**TEXT:**
○ ○ ○ ○ ○ ○ ○
There are probably minor spoilery things below in terms of discussion of plot bits that don’t work. I have left out the names of people at these moments of discussion, but the discussion exists.
In the “Maze Runner” films, all of which are directed by Wes Ball and based on the novels by James Dashner, there is a virus wiping out humanity. It causes humans to turn into zombie-like creatures called “cranks.” The bad guys, a company called WCKD (that’s how you know they’re the bad guys), have been developing a cure, and part of that pursuit involves locking teens in a massive maze. The good guys are those kids who were in the maze and the random people they meet along the way.
If you think that the good guys are also for saving the world and rescuing all the other kids who have been taken by WCKD you be wrong. Very wrong. Led by Thomas (Dylan O’Brien), in this new, third, movie in the series “Maze Runner: The Death Cure,” it is made clear that while they are happy to save others, that is not their primary objective. The primary objective is to make WCKD hurt. And, even if it isn’t a true objective, they do successfully make one perplexing decision after the next as the film progresses.
This all starts with a needlessly complicated train heist featuring Thomas, Newt (Thomas Brodie-Sangster), Jorge (Giancarlo Esposito), and more. The goal of the heist is to rescue the group’s friend, Minho (Ki Hong Lee), but the specifics of their actions make little sense. Certainly there is an additional dramatic effect in the way the heist is carried out, but the elevated drama, while good on film, puts the group in additional, needless, danger.
Over and over again in “The Death Cure,” Thomas and his fellow gladers (as they are known) make choices that fall into this exact same pattern – they heighten the filmic nature of the proceedings but do so at the cost of logic. At one point the audience gets to watch as their vehicle slowly travels through a tunnel and they wave lights around a tunnel they suspect to have cranks in an effort to… not attract the zombies? When a building’s destruction seems imminent they run to the roof to… be surprised that they’re on the top of a skyscraper with no good ways down?
To be sure, Thomas and friends aren’t the only ones who make illogical choices. One WCKD security agent, Janson (Aidan Gillen), also makes some astoundingly terrible choices. Perhaps he is blinded by rage at certain points, but the ebb and flow of that feels off.
By no means is it just characters who make bad choices though, the narrative offers twists of its own that have little sense to them. For instance, one individual thought to be immune from the virus turns out not to be immune because… well, there’s no reason within the narrative that is remotely cogent. One idea for this person’s vulnerability is tossed off, but it is never explored and goes against everything the audience has come to understand about WCKD and their search for a cure. Separately, one individual who was ill is cured and somehow all these people who live in terror of the illness, who have to be well aware of its effects and how long any treatment works against the illness, seem to not recognize the change (including the person who is cured).
○ ○ ○ ○ ○ ○ ○
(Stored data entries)
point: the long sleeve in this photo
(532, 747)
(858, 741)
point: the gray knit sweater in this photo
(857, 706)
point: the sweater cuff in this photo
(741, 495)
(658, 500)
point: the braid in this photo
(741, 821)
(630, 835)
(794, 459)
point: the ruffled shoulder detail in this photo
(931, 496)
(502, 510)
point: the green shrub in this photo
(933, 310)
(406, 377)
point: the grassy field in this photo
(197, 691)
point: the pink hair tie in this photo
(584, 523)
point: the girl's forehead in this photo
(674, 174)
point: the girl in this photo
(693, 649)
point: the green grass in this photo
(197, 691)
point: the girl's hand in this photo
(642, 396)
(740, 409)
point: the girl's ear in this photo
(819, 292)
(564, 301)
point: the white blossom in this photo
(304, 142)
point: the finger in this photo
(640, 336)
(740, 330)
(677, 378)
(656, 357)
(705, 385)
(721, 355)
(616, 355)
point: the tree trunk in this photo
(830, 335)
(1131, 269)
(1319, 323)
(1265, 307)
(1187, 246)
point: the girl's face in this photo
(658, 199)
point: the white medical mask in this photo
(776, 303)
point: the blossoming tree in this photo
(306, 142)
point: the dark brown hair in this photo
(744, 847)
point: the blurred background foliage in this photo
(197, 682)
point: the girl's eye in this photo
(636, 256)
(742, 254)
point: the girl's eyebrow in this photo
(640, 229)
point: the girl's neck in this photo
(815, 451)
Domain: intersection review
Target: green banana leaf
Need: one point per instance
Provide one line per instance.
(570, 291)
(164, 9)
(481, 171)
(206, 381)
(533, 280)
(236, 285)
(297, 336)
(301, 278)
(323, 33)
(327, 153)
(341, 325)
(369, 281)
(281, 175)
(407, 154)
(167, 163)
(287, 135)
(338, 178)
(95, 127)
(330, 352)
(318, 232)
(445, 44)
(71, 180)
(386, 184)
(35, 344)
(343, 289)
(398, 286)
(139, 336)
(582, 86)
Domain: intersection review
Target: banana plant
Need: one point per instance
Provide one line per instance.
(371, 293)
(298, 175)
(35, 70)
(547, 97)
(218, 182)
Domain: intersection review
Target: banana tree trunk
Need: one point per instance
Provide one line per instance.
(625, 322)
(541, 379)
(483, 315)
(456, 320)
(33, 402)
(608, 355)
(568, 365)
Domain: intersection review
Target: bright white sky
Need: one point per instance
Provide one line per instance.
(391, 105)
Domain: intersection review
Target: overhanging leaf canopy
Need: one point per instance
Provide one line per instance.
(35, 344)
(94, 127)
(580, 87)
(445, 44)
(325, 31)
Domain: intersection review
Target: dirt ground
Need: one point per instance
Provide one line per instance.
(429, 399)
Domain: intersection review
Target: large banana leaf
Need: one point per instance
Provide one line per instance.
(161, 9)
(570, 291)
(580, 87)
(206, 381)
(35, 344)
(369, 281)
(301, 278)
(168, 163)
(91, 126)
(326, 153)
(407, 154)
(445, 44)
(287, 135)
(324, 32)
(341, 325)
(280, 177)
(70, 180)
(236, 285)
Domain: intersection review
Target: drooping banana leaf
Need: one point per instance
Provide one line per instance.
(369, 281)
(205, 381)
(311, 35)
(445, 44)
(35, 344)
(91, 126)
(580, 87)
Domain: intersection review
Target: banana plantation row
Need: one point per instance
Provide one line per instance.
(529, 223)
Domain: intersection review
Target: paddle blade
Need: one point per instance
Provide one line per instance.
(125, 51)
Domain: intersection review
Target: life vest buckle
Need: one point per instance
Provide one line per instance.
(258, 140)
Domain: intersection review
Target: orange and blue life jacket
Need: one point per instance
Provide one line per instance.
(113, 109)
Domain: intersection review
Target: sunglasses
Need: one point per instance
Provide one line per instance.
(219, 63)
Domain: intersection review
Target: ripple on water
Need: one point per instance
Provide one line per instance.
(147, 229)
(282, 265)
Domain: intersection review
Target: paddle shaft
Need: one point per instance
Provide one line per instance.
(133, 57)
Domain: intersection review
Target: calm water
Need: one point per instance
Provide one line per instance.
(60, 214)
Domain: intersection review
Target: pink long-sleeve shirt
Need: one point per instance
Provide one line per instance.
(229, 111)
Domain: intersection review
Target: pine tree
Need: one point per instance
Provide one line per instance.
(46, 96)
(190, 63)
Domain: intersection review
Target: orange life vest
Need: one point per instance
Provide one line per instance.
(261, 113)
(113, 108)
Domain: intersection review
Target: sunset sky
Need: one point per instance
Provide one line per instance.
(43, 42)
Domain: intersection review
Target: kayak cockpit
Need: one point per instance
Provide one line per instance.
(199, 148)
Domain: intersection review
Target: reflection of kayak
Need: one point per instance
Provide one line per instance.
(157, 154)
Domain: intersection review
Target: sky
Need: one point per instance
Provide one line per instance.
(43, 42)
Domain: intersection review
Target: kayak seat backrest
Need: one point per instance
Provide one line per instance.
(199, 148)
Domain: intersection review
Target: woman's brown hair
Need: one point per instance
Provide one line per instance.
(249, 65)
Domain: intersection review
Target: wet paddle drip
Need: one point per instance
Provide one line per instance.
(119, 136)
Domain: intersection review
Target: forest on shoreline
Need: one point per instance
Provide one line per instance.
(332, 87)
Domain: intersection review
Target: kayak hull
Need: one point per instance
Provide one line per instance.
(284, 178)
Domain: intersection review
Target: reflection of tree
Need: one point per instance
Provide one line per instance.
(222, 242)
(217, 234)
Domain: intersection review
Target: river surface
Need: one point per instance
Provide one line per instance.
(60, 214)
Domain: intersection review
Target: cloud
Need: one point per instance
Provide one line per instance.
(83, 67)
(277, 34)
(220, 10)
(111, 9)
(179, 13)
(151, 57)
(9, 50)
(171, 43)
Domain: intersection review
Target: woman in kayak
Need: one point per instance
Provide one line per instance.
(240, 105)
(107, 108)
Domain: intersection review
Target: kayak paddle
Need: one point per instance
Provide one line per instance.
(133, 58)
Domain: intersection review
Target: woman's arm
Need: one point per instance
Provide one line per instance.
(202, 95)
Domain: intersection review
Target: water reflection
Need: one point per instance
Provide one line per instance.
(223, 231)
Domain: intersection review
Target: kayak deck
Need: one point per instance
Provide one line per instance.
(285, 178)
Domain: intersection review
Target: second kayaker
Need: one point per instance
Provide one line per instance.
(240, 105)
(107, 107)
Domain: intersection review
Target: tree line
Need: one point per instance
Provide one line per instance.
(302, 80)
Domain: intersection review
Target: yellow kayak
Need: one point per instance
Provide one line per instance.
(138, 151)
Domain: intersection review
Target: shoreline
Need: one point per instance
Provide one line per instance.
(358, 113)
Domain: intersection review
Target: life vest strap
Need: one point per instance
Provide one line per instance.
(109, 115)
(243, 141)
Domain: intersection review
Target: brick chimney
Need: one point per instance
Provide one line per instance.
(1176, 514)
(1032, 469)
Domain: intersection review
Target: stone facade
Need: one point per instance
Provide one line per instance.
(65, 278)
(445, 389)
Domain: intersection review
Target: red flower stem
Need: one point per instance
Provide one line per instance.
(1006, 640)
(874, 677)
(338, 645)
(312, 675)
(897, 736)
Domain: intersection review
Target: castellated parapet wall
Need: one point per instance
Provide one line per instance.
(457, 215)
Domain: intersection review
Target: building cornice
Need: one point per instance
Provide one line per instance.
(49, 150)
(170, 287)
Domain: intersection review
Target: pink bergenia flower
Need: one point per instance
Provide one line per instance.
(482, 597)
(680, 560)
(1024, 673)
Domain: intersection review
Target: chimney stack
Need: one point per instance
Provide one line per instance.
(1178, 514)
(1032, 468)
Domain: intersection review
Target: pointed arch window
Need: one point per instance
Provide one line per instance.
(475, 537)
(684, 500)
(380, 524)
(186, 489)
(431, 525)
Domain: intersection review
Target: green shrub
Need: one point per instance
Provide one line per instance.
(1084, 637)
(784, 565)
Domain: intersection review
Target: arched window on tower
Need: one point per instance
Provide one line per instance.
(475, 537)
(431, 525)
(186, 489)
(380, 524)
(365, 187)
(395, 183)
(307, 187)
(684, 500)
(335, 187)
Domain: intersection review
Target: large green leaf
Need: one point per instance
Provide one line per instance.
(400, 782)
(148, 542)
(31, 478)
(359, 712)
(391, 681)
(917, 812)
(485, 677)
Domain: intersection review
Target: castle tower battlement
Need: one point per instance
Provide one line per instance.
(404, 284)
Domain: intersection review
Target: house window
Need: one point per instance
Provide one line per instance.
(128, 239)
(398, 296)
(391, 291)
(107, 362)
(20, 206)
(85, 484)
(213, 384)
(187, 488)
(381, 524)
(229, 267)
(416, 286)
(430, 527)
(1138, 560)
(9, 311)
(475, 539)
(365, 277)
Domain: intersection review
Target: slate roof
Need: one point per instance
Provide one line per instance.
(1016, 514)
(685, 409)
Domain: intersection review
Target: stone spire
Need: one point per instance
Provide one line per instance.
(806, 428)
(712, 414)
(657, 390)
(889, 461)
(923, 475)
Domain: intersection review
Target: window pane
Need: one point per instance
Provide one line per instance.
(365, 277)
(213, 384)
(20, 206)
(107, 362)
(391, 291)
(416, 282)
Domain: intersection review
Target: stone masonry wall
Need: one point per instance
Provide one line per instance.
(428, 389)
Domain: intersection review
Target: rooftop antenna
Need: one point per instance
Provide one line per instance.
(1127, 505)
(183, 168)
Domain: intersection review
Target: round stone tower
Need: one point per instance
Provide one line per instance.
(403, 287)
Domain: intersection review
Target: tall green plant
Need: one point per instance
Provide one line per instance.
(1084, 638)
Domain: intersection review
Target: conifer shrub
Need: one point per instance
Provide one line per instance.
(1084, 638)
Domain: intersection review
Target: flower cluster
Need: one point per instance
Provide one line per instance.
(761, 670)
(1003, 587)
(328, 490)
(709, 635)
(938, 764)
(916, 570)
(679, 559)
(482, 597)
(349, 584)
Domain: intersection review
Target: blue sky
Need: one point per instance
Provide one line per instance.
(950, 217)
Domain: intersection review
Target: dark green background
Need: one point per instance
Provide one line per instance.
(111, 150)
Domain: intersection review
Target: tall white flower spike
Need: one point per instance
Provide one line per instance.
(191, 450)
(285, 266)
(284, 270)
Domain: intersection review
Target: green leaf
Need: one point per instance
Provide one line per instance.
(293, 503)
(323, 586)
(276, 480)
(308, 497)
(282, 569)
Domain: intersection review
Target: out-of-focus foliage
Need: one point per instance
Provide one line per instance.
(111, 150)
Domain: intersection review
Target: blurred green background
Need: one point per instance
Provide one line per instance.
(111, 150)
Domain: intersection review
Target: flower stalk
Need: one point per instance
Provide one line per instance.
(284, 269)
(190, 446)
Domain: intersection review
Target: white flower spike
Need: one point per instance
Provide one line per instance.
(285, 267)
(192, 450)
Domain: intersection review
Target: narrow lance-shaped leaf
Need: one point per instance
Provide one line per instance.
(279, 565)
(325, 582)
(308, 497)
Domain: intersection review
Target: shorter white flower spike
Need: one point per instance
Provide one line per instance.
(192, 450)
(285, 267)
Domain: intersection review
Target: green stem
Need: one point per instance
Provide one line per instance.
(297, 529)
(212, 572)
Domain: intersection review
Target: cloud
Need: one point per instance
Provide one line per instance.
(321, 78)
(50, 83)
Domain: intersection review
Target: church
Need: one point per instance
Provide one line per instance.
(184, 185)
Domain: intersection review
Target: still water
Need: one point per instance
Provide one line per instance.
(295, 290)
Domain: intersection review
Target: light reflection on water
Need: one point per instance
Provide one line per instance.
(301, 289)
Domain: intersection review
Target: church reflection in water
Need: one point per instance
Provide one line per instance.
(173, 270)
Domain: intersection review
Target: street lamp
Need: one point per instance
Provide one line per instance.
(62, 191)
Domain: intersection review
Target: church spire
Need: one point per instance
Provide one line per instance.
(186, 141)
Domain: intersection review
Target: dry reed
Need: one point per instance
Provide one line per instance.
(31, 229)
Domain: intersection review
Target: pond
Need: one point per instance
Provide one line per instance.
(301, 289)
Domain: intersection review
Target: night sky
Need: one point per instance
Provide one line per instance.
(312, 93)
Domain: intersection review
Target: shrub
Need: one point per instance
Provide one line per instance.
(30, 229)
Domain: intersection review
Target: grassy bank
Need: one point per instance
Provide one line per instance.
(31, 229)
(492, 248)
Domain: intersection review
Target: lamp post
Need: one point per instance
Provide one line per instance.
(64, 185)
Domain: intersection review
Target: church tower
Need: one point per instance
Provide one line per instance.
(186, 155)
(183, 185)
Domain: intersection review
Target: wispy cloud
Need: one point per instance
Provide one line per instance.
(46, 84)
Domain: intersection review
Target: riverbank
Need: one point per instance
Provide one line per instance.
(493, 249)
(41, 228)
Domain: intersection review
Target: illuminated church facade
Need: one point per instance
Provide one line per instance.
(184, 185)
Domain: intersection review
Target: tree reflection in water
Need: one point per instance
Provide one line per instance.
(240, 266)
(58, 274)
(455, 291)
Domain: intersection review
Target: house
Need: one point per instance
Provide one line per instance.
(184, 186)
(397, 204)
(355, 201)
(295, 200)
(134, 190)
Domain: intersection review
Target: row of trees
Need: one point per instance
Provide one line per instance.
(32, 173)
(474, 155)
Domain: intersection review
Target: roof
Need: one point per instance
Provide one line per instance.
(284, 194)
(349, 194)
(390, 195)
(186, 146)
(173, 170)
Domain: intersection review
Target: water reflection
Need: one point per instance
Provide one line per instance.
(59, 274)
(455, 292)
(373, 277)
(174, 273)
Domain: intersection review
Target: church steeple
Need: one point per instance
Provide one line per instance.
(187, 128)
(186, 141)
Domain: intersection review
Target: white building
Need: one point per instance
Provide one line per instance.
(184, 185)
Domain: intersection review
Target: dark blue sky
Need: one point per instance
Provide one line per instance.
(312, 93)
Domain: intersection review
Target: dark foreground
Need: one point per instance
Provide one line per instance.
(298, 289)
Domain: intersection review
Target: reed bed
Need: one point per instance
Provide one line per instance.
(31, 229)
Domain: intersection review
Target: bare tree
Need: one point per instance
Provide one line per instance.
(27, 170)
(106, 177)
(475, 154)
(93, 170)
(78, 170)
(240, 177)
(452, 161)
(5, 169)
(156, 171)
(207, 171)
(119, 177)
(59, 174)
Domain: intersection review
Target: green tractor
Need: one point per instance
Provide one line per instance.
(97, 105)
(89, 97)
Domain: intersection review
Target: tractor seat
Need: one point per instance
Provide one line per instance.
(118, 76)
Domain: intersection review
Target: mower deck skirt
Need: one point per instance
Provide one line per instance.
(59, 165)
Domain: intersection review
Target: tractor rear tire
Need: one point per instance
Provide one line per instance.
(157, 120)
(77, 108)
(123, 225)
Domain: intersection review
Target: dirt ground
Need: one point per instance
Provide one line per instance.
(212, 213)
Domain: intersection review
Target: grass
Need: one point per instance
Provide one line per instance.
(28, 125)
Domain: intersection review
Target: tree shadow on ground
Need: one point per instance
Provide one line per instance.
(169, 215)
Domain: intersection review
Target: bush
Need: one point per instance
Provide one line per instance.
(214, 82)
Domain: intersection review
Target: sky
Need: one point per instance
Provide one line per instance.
○ ○ ○ ○ ○ ○ ○
**WORK REQUEST:** Pick up the film review of "Maze Runner: The Death Cure" right after its final sentence and keep writing it.

**WRITTEN REPLY:**
Several times over the course of the film, Ball will have people split up and then fail to follow one or more individuals. Then, when all hope seems lost for our heroes, one of the people the movie hasn’t been tracking saves the day. If done well, this might work once, but seeing it repeatedly makes it more disappointing every time it occurs.
Moments like the train heist and some of the dramatic escapes and reversals as Thomas and his friends attempt to take out WCKD; Ava Paige (Patricia Clarkson); and maybe even their former friend, Teresa (Kaya Scodelario) are incredibly exciting to watch. The logic may repeatedly fail, but Ball’s visuals rarely do. Some of the individual moments and sequences are wonderful, what they are not is grounded in the logic of our world, or the story’s world. This is a movie where the highly-trained soldiers couldn’t hit the broadside of a barn but the kids are great shots.
“Maze Runner: The Death Cure” feels uninterested in exploring anything in too great a detail. It is a film entirely focused on escapes and reversals and explosions and tricks and traps and forced drama. It is long, running two hours and 20 minutes, but little of that time is used to thoughtfully explore any of the major issues to which the film nods, be it the end of the world, the construction of walls to keep out a group, good old-fashioned greed, or mankind’s hubris. It could in fact be argued that the most deft thing the movie does is to sidestep these discussions.
Those who have stuck with the “Maze Runner” series to this point will, undoubtedly, want to go see this final(?) installment. A group of people will even find ways to argue for the film’s brilliance. The vast majority of the audience, however, will find this to be another spectacle film full of sound and fury and, sadly, signifying nothing.